§ **DIRECTION**: Convert the lines, starting with the line that contains "Where is the brick" and going on through the line that contains "xmin=0 ymin=236 xmax=510 ymax=285", into a Markdown table with the columns "Row" and "Line". Number each row, and leave out the blank lines.

Data listing
════════
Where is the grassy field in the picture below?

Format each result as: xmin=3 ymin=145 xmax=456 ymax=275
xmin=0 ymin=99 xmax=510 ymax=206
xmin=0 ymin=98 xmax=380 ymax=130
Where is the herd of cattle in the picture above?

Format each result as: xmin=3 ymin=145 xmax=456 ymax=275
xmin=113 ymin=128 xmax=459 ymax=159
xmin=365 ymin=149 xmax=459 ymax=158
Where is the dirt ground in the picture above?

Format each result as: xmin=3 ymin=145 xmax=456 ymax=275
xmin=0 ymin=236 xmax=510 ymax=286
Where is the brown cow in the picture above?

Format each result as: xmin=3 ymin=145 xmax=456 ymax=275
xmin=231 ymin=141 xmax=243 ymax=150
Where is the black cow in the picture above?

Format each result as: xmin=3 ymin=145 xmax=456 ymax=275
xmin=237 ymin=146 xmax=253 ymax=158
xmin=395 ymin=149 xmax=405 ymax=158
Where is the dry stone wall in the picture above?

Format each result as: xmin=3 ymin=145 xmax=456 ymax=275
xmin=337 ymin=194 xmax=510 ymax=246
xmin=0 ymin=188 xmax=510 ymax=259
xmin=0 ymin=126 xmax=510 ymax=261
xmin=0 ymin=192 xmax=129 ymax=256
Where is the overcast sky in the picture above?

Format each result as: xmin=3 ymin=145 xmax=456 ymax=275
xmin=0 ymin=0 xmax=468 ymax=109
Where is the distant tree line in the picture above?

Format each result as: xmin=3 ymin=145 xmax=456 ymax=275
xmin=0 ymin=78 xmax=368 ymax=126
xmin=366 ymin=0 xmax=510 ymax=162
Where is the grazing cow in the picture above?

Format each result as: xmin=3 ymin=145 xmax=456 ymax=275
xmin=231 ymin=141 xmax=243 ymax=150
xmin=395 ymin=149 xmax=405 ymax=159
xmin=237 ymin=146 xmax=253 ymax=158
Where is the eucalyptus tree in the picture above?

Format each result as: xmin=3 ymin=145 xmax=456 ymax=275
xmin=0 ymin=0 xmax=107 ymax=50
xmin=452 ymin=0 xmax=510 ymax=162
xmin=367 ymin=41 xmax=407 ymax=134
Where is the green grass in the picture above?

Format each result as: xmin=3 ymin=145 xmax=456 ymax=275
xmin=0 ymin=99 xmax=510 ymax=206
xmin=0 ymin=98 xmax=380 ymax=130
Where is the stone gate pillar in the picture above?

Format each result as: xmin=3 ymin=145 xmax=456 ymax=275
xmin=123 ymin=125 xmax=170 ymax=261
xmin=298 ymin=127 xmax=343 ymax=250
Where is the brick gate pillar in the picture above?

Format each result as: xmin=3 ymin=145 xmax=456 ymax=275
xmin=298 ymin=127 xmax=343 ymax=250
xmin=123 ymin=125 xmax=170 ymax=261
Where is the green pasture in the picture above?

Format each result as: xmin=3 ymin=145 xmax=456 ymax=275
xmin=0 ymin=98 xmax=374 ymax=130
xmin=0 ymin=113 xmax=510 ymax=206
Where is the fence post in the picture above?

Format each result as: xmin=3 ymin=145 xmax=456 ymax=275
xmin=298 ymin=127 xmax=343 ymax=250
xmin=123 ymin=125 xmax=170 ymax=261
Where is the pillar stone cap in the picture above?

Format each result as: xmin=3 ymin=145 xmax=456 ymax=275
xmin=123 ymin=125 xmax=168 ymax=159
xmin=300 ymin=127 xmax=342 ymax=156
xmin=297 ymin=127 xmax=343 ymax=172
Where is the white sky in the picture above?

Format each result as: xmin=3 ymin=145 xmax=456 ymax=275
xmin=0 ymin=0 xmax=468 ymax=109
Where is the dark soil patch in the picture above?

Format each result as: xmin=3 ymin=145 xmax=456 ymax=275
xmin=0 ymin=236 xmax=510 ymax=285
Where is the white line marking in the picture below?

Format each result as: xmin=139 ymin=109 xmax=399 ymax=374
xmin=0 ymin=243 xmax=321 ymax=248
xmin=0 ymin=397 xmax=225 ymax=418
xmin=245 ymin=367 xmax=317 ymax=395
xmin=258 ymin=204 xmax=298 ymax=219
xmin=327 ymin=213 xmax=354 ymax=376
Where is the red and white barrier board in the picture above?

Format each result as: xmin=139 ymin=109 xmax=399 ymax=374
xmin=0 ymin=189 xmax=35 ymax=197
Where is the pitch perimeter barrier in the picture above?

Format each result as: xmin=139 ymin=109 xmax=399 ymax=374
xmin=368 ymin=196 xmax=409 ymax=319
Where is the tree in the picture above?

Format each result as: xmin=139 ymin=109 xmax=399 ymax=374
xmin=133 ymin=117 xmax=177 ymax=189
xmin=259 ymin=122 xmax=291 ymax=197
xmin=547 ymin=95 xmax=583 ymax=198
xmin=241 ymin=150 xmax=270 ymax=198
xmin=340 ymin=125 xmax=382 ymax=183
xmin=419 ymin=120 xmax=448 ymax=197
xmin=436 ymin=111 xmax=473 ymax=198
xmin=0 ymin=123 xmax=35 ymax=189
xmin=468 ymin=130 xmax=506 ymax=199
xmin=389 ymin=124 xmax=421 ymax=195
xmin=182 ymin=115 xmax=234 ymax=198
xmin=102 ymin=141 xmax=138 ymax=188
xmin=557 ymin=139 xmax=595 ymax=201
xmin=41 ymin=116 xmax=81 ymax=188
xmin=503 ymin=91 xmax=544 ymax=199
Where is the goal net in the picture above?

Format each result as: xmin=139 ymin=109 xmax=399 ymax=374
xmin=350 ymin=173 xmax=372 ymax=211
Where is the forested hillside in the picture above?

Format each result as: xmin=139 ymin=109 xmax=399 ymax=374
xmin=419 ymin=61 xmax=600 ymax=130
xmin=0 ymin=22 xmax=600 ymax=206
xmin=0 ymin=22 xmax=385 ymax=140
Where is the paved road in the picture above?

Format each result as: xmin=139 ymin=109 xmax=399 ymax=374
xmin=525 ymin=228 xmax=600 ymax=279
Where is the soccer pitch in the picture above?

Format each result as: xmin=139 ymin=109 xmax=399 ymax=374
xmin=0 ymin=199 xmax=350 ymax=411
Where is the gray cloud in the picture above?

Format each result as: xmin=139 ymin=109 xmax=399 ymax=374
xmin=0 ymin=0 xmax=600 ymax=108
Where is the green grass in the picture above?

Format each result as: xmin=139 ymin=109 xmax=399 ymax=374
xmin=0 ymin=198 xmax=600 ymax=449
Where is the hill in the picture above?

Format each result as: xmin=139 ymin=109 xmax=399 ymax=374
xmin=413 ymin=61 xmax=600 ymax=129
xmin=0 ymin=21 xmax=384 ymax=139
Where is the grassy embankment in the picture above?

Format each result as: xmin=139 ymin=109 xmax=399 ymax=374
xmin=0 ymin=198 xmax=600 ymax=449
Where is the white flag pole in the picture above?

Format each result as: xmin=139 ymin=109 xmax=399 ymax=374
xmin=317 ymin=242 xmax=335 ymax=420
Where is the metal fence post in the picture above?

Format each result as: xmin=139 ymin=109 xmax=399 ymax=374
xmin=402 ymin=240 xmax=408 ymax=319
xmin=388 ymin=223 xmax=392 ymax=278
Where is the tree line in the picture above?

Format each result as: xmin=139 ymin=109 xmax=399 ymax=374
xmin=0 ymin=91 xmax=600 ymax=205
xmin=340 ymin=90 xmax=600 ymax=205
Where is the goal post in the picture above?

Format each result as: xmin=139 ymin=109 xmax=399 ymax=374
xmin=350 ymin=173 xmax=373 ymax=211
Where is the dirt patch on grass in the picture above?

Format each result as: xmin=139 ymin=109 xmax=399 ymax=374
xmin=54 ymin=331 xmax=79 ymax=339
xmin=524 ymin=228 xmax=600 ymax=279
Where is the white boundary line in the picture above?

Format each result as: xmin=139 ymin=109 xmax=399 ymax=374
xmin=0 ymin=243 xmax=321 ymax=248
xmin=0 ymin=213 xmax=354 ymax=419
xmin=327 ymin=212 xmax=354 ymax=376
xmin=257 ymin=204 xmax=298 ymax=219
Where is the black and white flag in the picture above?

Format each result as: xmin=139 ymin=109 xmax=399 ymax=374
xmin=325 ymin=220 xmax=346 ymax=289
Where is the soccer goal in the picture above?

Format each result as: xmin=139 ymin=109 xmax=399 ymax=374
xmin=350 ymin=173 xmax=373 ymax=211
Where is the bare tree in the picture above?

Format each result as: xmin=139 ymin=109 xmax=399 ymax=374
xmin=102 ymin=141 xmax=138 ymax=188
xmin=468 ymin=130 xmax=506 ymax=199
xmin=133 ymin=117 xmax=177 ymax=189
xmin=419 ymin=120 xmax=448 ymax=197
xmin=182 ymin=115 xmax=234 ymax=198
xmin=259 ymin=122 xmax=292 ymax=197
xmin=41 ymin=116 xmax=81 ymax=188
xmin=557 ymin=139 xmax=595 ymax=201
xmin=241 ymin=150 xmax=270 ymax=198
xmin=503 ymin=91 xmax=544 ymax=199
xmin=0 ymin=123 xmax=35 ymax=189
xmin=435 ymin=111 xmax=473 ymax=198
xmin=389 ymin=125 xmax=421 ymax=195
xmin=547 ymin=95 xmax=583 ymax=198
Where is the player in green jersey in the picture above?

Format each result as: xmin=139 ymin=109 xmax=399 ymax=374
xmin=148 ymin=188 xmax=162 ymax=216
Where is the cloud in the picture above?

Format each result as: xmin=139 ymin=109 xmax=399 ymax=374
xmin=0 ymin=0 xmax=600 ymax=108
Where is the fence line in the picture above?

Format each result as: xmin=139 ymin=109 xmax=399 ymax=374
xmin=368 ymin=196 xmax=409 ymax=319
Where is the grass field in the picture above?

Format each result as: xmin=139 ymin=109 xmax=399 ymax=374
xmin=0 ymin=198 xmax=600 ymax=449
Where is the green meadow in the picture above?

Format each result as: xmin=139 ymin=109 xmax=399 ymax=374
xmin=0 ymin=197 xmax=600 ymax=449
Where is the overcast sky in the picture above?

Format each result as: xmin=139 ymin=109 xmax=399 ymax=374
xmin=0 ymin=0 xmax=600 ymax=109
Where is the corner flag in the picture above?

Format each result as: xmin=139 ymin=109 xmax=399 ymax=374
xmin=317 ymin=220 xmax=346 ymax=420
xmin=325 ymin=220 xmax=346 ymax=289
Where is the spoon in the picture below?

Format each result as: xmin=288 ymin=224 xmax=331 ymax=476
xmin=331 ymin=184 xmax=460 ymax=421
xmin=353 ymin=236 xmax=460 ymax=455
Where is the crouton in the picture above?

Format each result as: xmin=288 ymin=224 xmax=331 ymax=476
════════
§ **ANSWER TO THIS TASK**:
| Row | Line |
|---|---|
| 1 | Where is the brick gate pillar in the picture above? |
| 2 | Format each result as: xmin=3 ymin=145 xmax=456 ymax=275 |
| 3 | xmin=298 ymin=127 xmax=343 ymax=250 |
| 4 | xmin=123 ymin=125 xmax=170 ymax=261 |
| 5 | Where is the green pasture in the picture above? |
| 6 | Format each result as: xmin=3 ymin=145 xmax=456 ymax=275 |
| 7 | xmin=0 ymin=98 xmax=374 ymax=130 |
| 8 | xmin=0 ymin=113 xmax=510 ymax=206 |
| 9 | Where is the fence post in the picture above? |
| 10 | Format each result as: xmin=3 ymin=145 xmax=456 ymax=275 |
| 11 | xmin=298 ymin=127 xmax=343 ymax=250 |
| 12 | xmin=123 ymin=125 xmax=170 ymax=261 |
| 13 | Where is the pillar stone cap in the picture above? |
| 14 | Format each result as: xmin=3 ymin=145 xmax=456 ymax=275 |
| 15 | xmin=123 ymin=125 xmax=168 ymax=159 |
| 16 | xmin=300 ymin=127 xmax=342 ymax=156 |
| 17 | xmin=297 ymin=127 xmax=343 ymax=172 |
| 18 | Where is the white sky in the picture above? |
| 19 | Format each result as: xmin=3 ymin=145 xmax=456 ymax=275 |
| 20 | xmin=0 ymin=0 xmax=468 ymax=109 |
| 21 | Where is the dark soil patch in the picture above? |
| 22 | Format each result as: xmin=3 ymin=145 xmax=456 ymax=275 |
| 23 | xmin=0 ymin=236 xmax=510 ymax=285 |